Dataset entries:
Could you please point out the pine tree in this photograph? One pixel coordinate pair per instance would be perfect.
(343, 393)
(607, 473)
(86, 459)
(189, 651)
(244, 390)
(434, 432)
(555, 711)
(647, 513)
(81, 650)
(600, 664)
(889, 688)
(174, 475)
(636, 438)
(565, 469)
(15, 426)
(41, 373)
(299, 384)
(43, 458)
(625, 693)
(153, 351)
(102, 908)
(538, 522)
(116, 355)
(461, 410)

- PROBLEM TO WORK ON -
Could you retype every record above exactly as given?

- YOUR RESPONSE -
Could you please point out the pine tree in this photograph? One pixel coordinate pair per instance would be perfect.
(343, 393)
(607, 473)
(86, 459)
(189, 651)
(244, 390)
(434, 432)
(555, 711)
(647, 513)
(81, 650)
(600, 664)
(889, 688)
(174, 475)
(636, 438)
(565, 469)
(15, 426)
(41, 373)
(299, 384)
(43, 458)
(625, 693)
(153, 351)
(102, 908)
(538, 522)
(116, 355)
(461, 410)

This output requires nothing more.